Historic house in California, United States

The Audrey Geisel University House, historically known as the William Black House, is the private residence of the chancellor of the University of California, San Diego. Located in La Jolla, San Diego, California, it is a historic site that is listed on the National Register of Historic Places. It is located at 9630 La Jolla Farms Road and overlooks Black's Beach, the Scripps Coastal Reserve, and the Pacific Ocean.

The house was designed by architect William Lumpkins of the adobe revival movement of Santa Fe, New Mexico. It was the first house built in the La Jolla Farms area, and was designed for William H. and Ruth Black who lived there during 1952–67 in what is termed Pueblo Revival architecture style. It was then sold to the Regents of the University of California and used by UC San Diego chancellors during 1967–2004. In 2004, the house was deemed structurally unsound and subsequently vacated.

*RECORDED DATA:*
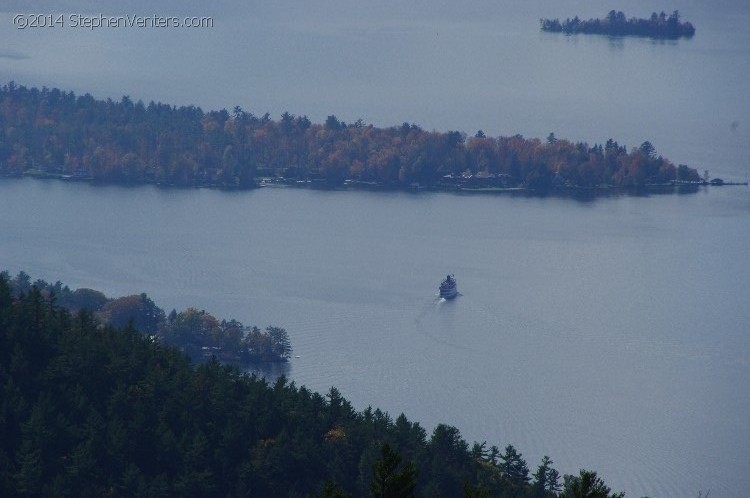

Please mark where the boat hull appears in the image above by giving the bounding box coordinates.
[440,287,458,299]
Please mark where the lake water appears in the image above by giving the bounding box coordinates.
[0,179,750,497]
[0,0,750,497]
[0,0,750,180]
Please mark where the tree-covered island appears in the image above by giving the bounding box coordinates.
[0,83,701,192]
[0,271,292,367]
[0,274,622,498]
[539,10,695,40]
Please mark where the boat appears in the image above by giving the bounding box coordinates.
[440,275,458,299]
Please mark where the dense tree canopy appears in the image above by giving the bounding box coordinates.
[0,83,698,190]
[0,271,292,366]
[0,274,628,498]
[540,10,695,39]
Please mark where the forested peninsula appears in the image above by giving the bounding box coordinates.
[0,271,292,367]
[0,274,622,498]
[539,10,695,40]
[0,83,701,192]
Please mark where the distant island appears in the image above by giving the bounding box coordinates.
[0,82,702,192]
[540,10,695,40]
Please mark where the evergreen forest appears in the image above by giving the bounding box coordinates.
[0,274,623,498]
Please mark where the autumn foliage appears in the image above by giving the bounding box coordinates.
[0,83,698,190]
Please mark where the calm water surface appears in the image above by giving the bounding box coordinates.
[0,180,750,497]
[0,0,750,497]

==

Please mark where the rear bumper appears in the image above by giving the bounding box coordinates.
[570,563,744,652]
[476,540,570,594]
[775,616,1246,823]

==

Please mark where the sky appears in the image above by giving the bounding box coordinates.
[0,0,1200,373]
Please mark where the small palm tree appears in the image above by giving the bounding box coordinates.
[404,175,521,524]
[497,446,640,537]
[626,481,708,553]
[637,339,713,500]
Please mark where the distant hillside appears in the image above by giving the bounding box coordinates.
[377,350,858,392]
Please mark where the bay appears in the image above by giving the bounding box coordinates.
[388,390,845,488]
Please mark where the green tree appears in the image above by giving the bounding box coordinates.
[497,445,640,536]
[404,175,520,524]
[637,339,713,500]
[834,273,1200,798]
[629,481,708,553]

*WORK TO COMPLETE:*
[1] Answer these from the passage about the Audrey Geisel University House:
(a) At what street address does the house stand?
(b) Which architect designed it?
(c) In what year was it deemed structurally unsound?
[2] Write the next part of the passage about the Audrey Geisel University House, starting after its final sentence.
The items have no connection to the passage about the Audrey Geisel University House.

*ANSWERS GIVEN:*
[1]
(a) 9630 La Jolla Farms Road
(b) William Lumpkins
(c) 2004

[2]
Between 2004 and 2012, the house was the subject of numerous controversies stemming from the university's attempts to demolish, sell, and renovate the property. La Jolla residents objected to the sale of what they saw as an important historical artifact. The site is also significant as a location of a prehistoric Native American village; it is "sacred ground to Kumeyaay people." Between 1929 and 2008, the remains of 29 Kumeyaay were found and removed from the site, at least 17 of which were subsequently housed in the San Diego Museum of Man. In 2010, a historically sensitive remodel design by architect Ione R. Stiegler was approved. The renovation included a seismic retrofit and structural, electrical, and plumbing repairs, while avoiding compromising any of the sacred land or ocean views near the original house. The $10 million remodel was completed in 2013 and funded by external gifts, including a $3 million donation by La Jolla resident Audrey Geisel, the widow of Theodor Seuss Geisel. In recognition of her gift, the completed house was renamed the Audrey Geisel University House. Since 2014, the house has served as the official residence of Pradeep K. Khosla, the eighth chancellor of UC San Diego. It is also used for hosting special events and formal university functions.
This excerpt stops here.